Texto para leitura –
Bem vindo ao mundo 2010 de Orwell
Mentiras invertidas que "passaram à história e tornaram-se
verdades"
por John Pilger
Em
1984,
George Orwell descreveu um super-estado chamado Oceânia, cuja linguagem
de guerra invertia mentiras que "passaram à história e
tornaram-se verdades. 'Quem controla o passado', apregoava o slogan do partido,
'controla o futuro: quem controla o presente controla o passado'."
Barack Obama é o líder de uma Oceânia contemporânea.
Em dois discursos no encerrar da década, o ganhador do Prémio
Nobel da Paz afirmou que a paz não era mais paz, mas ao invés
disso uma guerra permanente que "se estende bem para além do
Afeganistão e do Paquistão", para "regiões
desordenadas e inimigos difusos". Ele chamou a isto "segurança
global" e pediu a nossa gratidão. Para o povo do
Afeganistão, que a América invadiu e ocupou, ele disse
astuciosamente: "Não temos interesse em ocupar o vosso
país".
Na Oceânia, verdade e mentira são inseparáveis. Segundo Obama, o
ataque americano ao Afeganistão em 2001 foi autorizado pelo Conselho de
Segurança das Nações Unidas. Não houve autoridade
da ONU. Ele disse que "o mundo" apoiou a invasão no rastro do
11/Set quando, na verdade, todos menos três dos 37 países
inquiridos pela Gallup exprimiram uma oposição esmagadora. Ele
disse que a América invadiu o Afeganistão "só depois
de os Taliban se recusarem a entrega [Osama] bin Laden". Em 2001, o
Taliban tentou três vezes encaminhar bin Laden para julgamento, informou
o regime militar do Paquistão, e foram ignorados. Mesmo a
mistificação de Obama do 11/Set como justificação
para a sua guerra é falsa. Mais de dois meses antes de as Torres
Gémeas terem sido atacadas, o ministro paquistanês dos
Negócios Estrangeiros, Niaz Naik, foi informado pela
administração Bush de que um assalto militar americano ocorreria
em meados de Outubro. O regime Taliban em Cabul, o qual a
administração Clinton secretamente apoiara, já não
era encarado como suficientemente "estável" para assegurar o
controle da América sobre os pipelines do Mar Cáspio de
petróleo e gás. Tinha de acontecer.

Linhas de um conjunto de dados:
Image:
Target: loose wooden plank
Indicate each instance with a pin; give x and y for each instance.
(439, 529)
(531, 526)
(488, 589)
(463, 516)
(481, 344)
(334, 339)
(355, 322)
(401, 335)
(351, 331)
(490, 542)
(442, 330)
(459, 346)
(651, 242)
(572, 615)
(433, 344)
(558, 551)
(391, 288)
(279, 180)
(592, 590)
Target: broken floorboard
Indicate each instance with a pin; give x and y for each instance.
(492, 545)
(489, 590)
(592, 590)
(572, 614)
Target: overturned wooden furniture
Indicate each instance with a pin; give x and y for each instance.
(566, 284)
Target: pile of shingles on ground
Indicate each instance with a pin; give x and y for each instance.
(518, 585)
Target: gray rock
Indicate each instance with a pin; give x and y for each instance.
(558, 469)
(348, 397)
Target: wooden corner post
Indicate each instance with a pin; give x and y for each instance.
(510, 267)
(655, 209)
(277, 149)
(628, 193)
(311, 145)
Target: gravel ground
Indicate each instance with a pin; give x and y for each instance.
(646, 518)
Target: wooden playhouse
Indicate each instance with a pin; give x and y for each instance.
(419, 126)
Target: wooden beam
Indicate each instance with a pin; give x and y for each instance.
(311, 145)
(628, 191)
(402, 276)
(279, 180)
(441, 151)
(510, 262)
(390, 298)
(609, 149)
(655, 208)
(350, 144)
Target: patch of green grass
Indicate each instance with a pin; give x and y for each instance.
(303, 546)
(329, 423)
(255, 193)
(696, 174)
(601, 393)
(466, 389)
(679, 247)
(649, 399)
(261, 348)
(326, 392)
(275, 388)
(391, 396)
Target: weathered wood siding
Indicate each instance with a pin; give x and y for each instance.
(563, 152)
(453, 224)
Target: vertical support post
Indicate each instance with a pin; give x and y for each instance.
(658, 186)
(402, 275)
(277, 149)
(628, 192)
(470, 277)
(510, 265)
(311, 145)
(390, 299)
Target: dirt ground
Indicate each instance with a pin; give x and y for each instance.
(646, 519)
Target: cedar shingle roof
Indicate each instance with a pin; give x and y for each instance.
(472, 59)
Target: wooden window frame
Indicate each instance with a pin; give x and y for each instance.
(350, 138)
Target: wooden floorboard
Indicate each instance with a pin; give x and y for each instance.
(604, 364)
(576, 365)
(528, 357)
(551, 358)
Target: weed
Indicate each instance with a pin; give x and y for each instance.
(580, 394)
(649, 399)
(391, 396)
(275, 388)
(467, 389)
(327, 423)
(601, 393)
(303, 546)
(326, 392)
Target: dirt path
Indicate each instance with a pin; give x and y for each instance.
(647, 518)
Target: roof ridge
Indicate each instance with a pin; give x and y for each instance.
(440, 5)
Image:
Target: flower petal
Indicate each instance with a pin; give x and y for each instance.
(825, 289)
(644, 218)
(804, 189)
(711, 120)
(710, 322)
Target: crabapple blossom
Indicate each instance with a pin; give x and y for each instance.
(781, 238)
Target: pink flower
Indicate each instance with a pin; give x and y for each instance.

Objetivo indicado 1 –
Responda a estas perguntas com base no texto sobre o mundo de Orwell em 2010:
(a) Quantos países foram inquiridos pela Gallup?
(b) Que prémio tinha recebido Obama?
(c) Para quando, segundo a administração Bush, estava previsto o assalto militar americano?
Objetivo indicado 2 – Retome o texto sobre o mundo de Orwell em 2010 a partir da última frase.
As linhas não têm qualquer papel nesta tarefa.

Resposta escrita 1 –
(a) 37 países.
(b) O Prémio Nobel da Paz.
(c) Para meados de Outubro.

Resposta escrita 2 –
A mentira mais audaciosa de Obama é que o Afeganistão de hoje
é um "abrigo seguro"
("safe haven")
para todos os ataques da al-Qaeda ao Ocidente. O seu próprio
conselheiro de segurança nacional, general James Jones, disse em Outubro
que havia "menos de 100" membros da al-Qaeda no Afeganistão.
Segundo a inteligência dos EUA, 90 por cento dos Taliban dificilmente
são Taliban mas sim "uma insurgência tribal localizada [a
qual] considera-se como opositora dos EUA porque é uma potência
ocupante". A guerra é uma fraude. Só os idiotas rematados
continuam a acreditar na espécie de "paz mundial" de Obama.
Abaixo da superfície, contudo, há um objectivo sério. Sob
o inquietante general Stanley McCrystal, o qual distinguiu-se pelos seus
esquadrões de assassinato no Iraque, a ocupação de um dos
países mais empobrecidos é um modelo para aquelas
"regiões desordenadas" do mundo ainda além do alcance
da Oceania. Isto é conhecido como COIN, ou rede de
contra-insurgência
(counter-insurgency network),
a qual mobiliza em conjunto militares, organizações de ajuda,
psicólogos, antropólogos, os media e assalariados de
relações públicas. A coberto do jargão acerca de
ganhar corações e mentes, o seu objectivo é contrapor um
grupo étnico contra outro e incitar a guerra civil: tajiques e uzbeques
contra pashtuns.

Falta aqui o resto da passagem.